**Task description**
From the items below, pull out every line that contains the word "instance" and list those lines.
— Start Stored records —
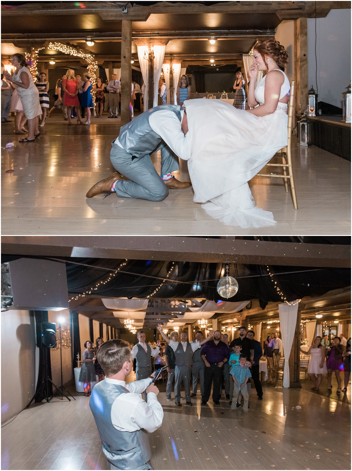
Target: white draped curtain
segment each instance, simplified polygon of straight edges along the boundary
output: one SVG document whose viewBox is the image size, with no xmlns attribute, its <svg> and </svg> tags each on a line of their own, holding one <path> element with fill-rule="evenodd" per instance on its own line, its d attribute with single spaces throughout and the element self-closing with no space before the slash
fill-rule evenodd
<svg viewBox="0 0 352 471">
<path fill-rule="evenodd" d="M 312 321 L 311 322 L 305 323 L 305 333 L 307 335 L 308 344 L 310 347 L 312 345 L 312 342 L 313 341 L 314 334 L 315 332 L 315 325 L 316 323 L 316 321 Z"/>
<path fill-rule="evenodd" d="M 173 103 L 172 104 L 177 104 L 177 87 L 179 86 L 179 81 L 180 80 L 180 74 L 181 73 L 181 64 L 174 64 L 172 65 L 173 68 L 173 89 L 175 93 L 173 97 Z"/>
<path fill-rule="evenodd" d="M 170 105 L 170 66 L 168 64 L 163 64 L 163 72 L 165 79 L 165 85 L 167 89 L 166 103 L 168 105 Z"/>
<path fill-rule="evenodd" d="M 295 336 L 298 309 L 298 303 L 293 305 L 287 303 L 279 305 L 279 317 L 280 320 L 282 347 L 285 356 L 285 367 L 282 381 L 283 388 L 289 388 L 289 359 Z"/>
<path fill-rule="evenodd" d="M 244 80 L 247 82 L 247 84 L 248 84 L 248 78 L 247 76 L 247 73 L 248 72 L 249 68 L 253 64 L 253 56 L 242 56 L 243 59 L 243 65 L 244 66 L 244 72 L 245 78 L 243 77 Z M 258 85 L 259 82 L 263 78 L 263 72 L 261 70 L 259 70 L 258 72 L 258 76 L 257 77 L 257 81 L 256 82 L 256 87 Z"/>
<path fill-rule="evenodd" d="M 137 52 L 138 54 L 141 70 L 144 82 L 144 95 L 143 98 L 144 104 L 144 111 L 148 109 L 148 61 L 144 58 L 144 56 L 148 57 L 148 47 L 147 46 L 137 46 Z"/>
<path fill-rule="evenodd" d="M 153 102 L 154 106 L 157 106 L 158 91 L 159 90 L 159 80 L 161 73 L 161 68 L 163 66 L 164 57 L 165 54 L 164 46 L 154 46 L 154 100 Z"/>
</svg>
— End Stored records —
**Complete answer**
segment each instance, simplified polygon of straight edges along the boundary
output: one SVG document whose viewBox is the image size, with no xmlns attribute, its <svg> and </svg> tags each on a line of their own, holding one <path> element with fill-rule="evenodd" per instance on its own line, its d attribute with single spaces throughout and the element self-closing with no space before the slash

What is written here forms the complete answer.